§ **Directive**
Gather every line of the material below that contains the string "table", and copy each such line in full.

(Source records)
====
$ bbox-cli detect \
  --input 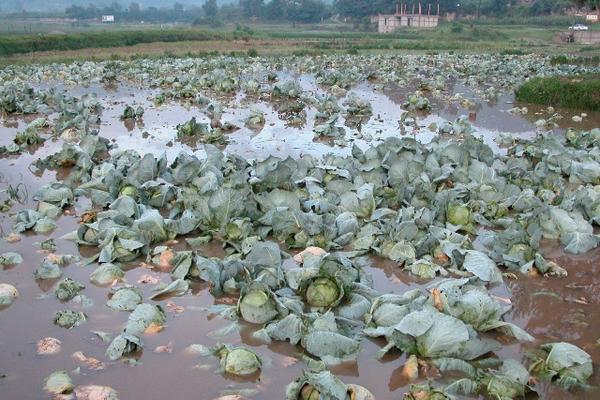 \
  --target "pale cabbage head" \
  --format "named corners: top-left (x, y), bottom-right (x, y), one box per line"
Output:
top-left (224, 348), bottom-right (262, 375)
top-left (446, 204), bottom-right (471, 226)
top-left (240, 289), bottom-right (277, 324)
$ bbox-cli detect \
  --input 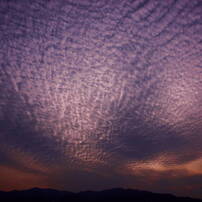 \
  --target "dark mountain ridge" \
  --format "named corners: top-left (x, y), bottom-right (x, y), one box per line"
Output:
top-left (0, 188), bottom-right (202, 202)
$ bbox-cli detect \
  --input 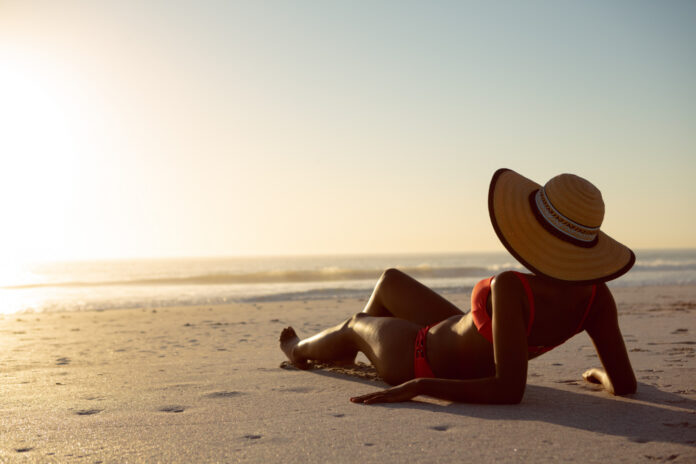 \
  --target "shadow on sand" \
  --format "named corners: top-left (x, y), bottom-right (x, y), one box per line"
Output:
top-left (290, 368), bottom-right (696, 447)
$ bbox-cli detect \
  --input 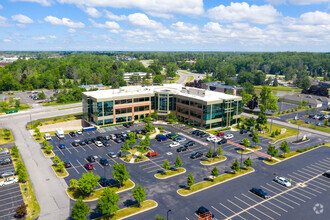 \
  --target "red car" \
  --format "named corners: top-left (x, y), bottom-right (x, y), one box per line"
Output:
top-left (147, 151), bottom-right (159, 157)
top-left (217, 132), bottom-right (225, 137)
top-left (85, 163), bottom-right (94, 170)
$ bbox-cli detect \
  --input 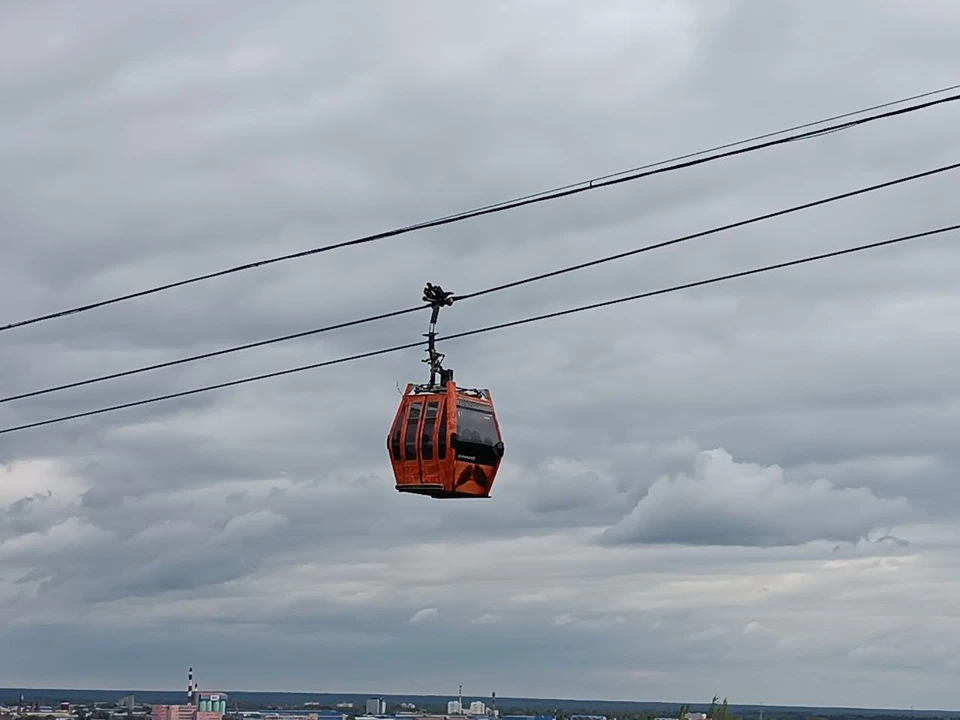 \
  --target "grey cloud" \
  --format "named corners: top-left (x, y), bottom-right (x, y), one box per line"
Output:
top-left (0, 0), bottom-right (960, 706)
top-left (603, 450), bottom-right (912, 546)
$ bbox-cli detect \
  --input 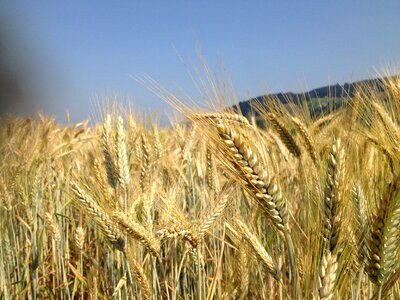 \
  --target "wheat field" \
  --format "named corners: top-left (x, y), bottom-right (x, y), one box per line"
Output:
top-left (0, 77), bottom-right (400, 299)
====
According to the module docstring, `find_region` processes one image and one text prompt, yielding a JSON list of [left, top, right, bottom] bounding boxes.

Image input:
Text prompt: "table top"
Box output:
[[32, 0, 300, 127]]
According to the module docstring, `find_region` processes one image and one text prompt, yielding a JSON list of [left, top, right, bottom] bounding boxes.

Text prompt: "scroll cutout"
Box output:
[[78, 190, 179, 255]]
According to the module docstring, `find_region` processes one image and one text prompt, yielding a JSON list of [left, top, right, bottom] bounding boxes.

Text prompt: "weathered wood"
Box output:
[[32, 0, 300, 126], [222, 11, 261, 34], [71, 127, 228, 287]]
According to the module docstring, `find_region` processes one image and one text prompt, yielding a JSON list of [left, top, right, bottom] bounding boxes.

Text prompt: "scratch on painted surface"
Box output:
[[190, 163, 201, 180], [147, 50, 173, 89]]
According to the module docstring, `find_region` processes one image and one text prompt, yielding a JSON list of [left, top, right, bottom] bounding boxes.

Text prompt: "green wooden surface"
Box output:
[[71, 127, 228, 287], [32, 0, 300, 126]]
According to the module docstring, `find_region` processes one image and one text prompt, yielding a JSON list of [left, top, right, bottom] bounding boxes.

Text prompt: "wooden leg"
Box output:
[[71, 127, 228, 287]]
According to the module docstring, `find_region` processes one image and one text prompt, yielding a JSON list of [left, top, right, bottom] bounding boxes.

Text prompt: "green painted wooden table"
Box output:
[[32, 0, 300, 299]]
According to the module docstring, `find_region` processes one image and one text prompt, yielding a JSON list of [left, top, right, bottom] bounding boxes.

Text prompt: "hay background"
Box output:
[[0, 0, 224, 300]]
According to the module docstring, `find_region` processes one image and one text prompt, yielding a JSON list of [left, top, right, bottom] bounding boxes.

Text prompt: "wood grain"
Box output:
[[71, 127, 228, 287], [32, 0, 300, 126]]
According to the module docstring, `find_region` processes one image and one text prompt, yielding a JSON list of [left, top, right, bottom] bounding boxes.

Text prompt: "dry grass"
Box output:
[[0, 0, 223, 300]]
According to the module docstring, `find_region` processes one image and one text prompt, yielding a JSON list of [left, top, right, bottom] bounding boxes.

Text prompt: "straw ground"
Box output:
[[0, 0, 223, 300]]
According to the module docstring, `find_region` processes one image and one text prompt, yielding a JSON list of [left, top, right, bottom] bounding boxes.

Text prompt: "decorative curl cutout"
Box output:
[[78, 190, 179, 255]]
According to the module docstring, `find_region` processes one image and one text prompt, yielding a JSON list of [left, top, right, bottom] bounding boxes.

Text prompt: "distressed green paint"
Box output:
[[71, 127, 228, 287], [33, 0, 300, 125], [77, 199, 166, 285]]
====
§ **Answer to this exercise**
Text prompt: "table top"
Text prompt: "green painted wooden table"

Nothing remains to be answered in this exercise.